Exercise passage |
BED BUG CONTROL
For bed bug control knowing about bed bugs is very important. The term “bug” is slang for insect. Used technically, however, it refers to the thousands of species of the order Hemiptera, “true bugs,” which includes bedbugs. Most species of true bugs feed on plants; many feed on animals, other insects in particular; some are aquatic. Feeding is accomplished when the bugs pierce tissues with slender thread-like stylets (located in a “beak” on the front of the insect’s head) and suck up liquids. Bedbugs are indeed true bugs that suck blood.
This wingless bedbug, a notable blood-sucking parasite of humans throughout written history, has moved with us all over the world. The bedbug’s adaptation to humans is so complete their bites are nearly painless. In the United States, bedbugs have been one of the most important pests. They were disliked more than cockroaches, but DDT so effectively used for bed bug control in the late 1940s that they are of minor importance today.
Bedbugs are dark reddish brown, oval and very flat. Adults are almost 1 /4 inch long and become mature in about four weeks when host blood is available and temperature, humidity, and harborage are favorable. If hosts are scarce, bedbugs can survive for a year without feeding.
Hosts include many species of vertebrates besides humans, including poultry, rodents, dogs, and cats. They infest shelters along hiking trails and cabins of summer camps and parks. The surprise occurrence of bedbugs in urban homes often can be traced to these recreation facilities.
Eggs. Eggs are deposited several times each day in protected places near the host’s sleeping area; several hundred might be deposited. Hatching occurs in one to two weeks, depending on temperature—the warmer the weather, the shorter the incubation time.
Nymphs. Nymphs, tiny and colorless at first, go through five molts, taking a blood meal between molts. This nymphal period can last from several weeks under favorable conditions to as long as a year when hosts are unavailable and temperatures are low.
Adults. Undergoing gradual metamorphosis, the bedbugs mate soon after becoming adults. Adult bedbugs prefer humans as hosts. Though they have been known to harbor several human diseases, there has been no record of disease transmission.
Under normal conditions, bedbugs feed at night. Flat bodies allow them to hide in cracks in beds, bedside furniture, dressers, wallboards, door and window frames, behind pictures, under loose wallpaper, and in rooms near host sleeping areas.
BED BUG CONTROL IN DUBAI
The bedroom is usually the center of infestation. All dark cracks and crevices are potential harborage.
■ Inspect camping sleeping equipment.
■ Inspect outdoor animal sheds and coops, even if not recently occupied.

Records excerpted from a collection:
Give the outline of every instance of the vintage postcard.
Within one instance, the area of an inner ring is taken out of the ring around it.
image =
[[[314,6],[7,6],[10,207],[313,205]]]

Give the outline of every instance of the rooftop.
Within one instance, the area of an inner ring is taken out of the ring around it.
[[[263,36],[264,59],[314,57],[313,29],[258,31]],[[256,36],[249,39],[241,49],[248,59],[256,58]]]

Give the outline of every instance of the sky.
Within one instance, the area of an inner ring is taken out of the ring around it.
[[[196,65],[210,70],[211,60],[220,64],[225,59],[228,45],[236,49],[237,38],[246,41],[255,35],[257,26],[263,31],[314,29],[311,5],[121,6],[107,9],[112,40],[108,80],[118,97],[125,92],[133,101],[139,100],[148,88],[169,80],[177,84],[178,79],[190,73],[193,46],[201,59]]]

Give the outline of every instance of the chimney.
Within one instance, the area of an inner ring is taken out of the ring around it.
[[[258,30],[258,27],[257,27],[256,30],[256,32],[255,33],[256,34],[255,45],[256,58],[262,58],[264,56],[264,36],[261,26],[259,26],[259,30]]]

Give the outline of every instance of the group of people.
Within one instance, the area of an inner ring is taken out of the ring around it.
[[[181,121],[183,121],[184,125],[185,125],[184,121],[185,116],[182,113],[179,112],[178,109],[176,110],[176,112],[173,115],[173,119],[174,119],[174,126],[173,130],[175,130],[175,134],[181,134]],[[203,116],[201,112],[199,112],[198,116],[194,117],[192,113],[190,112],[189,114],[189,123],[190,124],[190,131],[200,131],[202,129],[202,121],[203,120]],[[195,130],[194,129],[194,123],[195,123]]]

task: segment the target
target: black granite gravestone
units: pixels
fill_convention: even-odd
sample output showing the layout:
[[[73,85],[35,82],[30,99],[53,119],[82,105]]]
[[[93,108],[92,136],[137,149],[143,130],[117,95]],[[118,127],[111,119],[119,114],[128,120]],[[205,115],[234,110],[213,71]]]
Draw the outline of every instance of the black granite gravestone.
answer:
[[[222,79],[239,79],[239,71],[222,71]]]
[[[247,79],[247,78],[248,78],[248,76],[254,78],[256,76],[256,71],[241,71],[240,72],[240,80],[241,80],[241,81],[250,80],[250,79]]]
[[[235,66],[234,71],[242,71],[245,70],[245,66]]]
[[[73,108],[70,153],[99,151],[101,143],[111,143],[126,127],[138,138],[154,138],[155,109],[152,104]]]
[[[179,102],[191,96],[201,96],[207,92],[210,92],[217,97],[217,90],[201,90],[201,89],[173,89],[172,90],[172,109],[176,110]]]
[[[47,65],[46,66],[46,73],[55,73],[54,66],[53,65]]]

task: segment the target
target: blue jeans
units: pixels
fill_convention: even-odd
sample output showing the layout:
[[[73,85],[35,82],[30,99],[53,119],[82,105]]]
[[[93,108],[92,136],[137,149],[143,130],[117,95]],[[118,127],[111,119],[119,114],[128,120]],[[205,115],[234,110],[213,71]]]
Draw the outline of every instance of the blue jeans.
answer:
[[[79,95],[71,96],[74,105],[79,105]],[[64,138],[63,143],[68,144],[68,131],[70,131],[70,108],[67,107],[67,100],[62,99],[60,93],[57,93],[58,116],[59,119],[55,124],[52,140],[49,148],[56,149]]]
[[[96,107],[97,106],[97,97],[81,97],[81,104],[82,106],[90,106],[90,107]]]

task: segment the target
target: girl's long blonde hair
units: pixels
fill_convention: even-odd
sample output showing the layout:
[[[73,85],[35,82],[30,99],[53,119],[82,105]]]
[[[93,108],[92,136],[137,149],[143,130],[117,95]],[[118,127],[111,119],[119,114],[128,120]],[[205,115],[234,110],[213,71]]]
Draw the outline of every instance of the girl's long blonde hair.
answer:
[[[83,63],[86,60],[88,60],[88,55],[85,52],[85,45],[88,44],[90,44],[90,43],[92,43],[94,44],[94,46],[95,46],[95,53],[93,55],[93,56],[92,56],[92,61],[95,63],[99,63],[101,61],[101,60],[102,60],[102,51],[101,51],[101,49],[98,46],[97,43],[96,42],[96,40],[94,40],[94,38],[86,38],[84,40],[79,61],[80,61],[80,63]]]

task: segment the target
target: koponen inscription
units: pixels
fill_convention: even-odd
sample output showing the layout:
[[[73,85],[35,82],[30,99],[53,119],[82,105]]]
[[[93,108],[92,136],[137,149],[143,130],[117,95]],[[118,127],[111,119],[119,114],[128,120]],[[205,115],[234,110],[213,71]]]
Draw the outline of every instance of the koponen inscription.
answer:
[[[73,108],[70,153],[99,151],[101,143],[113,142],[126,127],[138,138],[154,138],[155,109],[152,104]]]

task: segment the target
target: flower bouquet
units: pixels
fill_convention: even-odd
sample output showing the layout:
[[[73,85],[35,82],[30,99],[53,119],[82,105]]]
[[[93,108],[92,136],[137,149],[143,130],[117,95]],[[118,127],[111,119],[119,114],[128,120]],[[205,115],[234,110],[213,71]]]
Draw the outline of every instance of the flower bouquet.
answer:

Problem requirements | Continue the bed bug control text from the point where it stops.

Your response |
Because bedbugs have alternative hosts besides humans (e.g., rodents, some birds, etc.), excluding these animals is very important. Though it is difficult, infested woodland cabins must be vermin-proofed.
■ Tighten, caulk, and screen routes of entry.
■ Store mattresses in protected areas.
■ To prevent mouse nesting, do not fold mattresses on cots when they are not in use.
■ Open protective harborage inside, such as wall voids, or tighten it up completely.
■ Open cabinets. This discourages rodent nesting.
■ Make crawlspaces accessible to predators and light.
■ Move woodpiles away from the structure.
■ Keep weeds and shrubs away from the foundation.
■ Eliminate garbage.
There is no tolerable number of bedbugs in occupied structures. Camps and hiking shelters should be treated only when there is evidence of an active bedbug infestation. Rodents found inside should be trapped or baited. Several general application pesticides labeled for bed bug control are available.
■ Dust or spray desiccating dusts or labeled insecticides, etc.
■ Use crack and crevice application methods to treat harborage thoroughly.
■ Treat furniture joints.
■ Ensure that treated tufted mattresses or depressed seams dry and are covered with bedding before they are used.
■ Leave time for drift or droplets to settle before bedtime.
■ Do not use space treatments or fogs. They are not effective.
■ Check state regulations. Some laws allow the use of appropriately labeled residual pesticides for cracks and crevices. This reduces the need for repeated applications.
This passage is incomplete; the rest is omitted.